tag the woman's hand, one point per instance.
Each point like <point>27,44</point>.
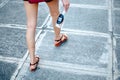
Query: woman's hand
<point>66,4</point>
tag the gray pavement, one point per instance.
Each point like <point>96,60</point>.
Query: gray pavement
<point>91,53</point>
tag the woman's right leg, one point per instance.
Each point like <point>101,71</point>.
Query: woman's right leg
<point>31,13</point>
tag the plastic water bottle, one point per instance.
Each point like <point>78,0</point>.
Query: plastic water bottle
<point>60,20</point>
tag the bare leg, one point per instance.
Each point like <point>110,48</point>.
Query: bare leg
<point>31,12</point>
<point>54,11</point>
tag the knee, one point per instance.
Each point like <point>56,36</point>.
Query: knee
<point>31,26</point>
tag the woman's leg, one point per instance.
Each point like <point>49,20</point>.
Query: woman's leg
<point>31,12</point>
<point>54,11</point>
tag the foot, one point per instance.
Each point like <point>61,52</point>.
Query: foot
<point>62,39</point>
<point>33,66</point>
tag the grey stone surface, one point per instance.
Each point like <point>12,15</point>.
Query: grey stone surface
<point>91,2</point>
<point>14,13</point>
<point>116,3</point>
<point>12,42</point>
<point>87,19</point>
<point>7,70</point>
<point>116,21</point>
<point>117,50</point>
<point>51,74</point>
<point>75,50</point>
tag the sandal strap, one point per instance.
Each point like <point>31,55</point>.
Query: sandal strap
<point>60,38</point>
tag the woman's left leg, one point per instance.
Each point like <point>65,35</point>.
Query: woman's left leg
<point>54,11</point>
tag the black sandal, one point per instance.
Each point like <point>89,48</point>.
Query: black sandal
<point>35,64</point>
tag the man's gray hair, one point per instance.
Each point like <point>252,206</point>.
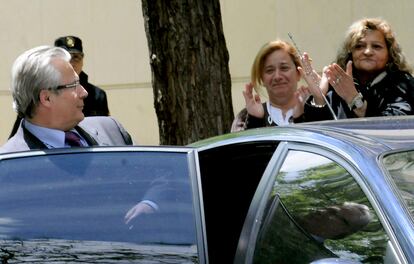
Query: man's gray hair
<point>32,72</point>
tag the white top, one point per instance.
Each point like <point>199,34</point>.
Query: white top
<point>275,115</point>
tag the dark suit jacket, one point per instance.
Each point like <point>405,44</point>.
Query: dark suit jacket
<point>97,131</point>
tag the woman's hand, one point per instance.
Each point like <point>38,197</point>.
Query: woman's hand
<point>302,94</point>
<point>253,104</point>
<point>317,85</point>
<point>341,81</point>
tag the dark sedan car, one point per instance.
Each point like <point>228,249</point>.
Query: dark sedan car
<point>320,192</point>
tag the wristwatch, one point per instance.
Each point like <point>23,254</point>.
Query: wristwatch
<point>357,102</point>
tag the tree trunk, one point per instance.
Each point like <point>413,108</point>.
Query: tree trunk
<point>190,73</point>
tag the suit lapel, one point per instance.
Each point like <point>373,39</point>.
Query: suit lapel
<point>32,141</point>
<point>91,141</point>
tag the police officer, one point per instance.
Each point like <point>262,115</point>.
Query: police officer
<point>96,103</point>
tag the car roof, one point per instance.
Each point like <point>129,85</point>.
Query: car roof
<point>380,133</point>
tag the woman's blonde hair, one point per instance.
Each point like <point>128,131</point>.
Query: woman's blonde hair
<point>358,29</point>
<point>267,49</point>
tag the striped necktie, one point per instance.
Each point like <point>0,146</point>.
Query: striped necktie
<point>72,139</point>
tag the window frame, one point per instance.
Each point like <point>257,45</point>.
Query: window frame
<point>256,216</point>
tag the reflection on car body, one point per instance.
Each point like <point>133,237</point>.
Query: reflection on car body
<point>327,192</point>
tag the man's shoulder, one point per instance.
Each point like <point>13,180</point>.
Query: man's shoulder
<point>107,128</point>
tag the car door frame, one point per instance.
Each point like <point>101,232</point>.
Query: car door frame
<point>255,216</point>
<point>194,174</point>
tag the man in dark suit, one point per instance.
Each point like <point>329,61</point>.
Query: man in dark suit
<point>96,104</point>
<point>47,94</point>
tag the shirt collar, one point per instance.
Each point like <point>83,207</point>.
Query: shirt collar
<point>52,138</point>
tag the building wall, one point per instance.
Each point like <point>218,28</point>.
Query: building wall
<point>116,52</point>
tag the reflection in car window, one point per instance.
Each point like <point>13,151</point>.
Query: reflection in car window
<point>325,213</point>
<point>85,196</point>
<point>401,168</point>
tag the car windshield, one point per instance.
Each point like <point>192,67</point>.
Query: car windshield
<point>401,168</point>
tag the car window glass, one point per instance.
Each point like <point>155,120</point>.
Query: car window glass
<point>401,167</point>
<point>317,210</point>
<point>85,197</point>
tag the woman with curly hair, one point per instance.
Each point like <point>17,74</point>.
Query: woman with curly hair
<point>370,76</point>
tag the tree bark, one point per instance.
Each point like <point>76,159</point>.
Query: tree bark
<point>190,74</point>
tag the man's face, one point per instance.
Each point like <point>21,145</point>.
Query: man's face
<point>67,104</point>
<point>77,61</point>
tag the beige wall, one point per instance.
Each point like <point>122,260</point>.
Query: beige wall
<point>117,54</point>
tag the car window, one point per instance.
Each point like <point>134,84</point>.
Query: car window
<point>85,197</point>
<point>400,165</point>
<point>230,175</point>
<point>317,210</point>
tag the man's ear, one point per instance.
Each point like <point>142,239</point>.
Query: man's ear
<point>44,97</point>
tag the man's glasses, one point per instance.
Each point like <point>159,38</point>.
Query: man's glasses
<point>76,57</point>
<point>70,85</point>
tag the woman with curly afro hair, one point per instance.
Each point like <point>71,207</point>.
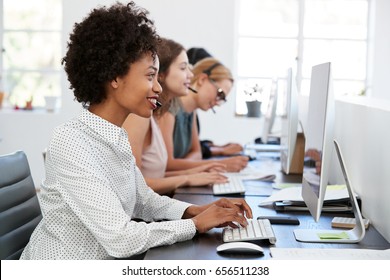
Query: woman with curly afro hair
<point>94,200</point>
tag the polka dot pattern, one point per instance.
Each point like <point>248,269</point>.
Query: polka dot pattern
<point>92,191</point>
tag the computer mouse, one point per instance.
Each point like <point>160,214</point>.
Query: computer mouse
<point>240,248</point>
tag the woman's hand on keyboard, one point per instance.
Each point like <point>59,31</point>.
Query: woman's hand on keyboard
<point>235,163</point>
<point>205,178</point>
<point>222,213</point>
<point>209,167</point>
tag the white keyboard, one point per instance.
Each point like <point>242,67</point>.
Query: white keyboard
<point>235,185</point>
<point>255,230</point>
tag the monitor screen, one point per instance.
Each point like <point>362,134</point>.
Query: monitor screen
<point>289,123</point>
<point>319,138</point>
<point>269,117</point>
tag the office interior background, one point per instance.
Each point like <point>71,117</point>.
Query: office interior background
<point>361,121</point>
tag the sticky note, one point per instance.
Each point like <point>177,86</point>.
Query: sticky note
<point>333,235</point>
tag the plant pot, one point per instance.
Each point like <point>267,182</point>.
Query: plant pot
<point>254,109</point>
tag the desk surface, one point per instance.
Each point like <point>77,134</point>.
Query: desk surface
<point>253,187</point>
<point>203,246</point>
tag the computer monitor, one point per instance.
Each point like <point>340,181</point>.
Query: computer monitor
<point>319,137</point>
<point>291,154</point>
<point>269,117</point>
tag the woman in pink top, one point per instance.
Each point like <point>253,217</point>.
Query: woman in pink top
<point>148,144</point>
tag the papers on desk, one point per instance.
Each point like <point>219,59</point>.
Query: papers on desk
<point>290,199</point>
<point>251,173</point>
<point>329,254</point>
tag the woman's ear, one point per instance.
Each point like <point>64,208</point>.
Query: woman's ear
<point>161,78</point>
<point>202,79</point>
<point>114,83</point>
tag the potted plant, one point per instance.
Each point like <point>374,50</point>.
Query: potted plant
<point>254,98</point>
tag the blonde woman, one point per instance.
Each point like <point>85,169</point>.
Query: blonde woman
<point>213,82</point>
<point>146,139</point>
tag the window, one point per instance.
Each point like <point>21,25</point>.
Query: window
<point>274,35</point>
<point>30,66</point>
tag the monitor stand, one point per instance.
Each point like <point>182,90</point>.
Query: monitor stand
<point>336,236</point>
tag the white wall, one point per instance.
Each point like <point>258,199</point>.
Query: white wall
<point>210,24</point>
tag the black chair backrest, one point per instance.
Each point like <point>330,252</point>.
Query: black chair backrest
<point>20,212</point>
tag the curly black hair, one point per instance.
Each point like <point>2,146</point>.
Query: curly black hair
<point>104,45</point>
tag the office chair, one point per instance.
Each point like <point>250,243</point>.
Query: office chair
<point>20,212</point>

---

| About this exercise |
An exact copy is needed of the stretch above that opens with the line containing "tag the beige wall, one point per instance." and closes with the line containing "Each point like <point>242,67</point>."; the pictures are not part of it.

| Response area |
tag the beige wall, one point per instance.
Each point like <point>122,260</point>.
Query: beige wall
<point>117,54</point>
tag the car window, one point per instance.
Each point like <point>134,84</point>.
Query: car window
<point>85,197</point>
<point>400,165</point>
<point>230,175</point>
<point>317,210</point>
tag the man's ear, one point per instance.
Each point like <point>142,239</point>.
Query: man's ear
<point>44,97</point>
tag the man's glasses, one point per instance.
Each point like <point>159,38</point>.
Query: man's glasses
<point>76,57</point>
<point>70,85</point>
tag the woman with curly afro hair, one point per instance.
Each point like <point>71,207</point>.
Query: woman with curly afro hair
<point>94,200</point>
tag the polka dot pattern, one point per instance.
Each point like <point>248,269</point>.
Query: polka dot pattern
<point>92,191</point>
tag the computer mouse, one point per instance.
Each point like <point>160,214</point>.
Query: computer mouse
<point>240,248</point>
tag the woman's hand on keyboard, one point per instance.
Each point like <point>59,31</point>.
Query: woman's hand on keyboard
<point>235,163</point>
<point>205,178</point>
<point>222,213</point>
<point>209,167</point>
tag the white keyboard, one point per instance.
Each point like <point>242,67</point>.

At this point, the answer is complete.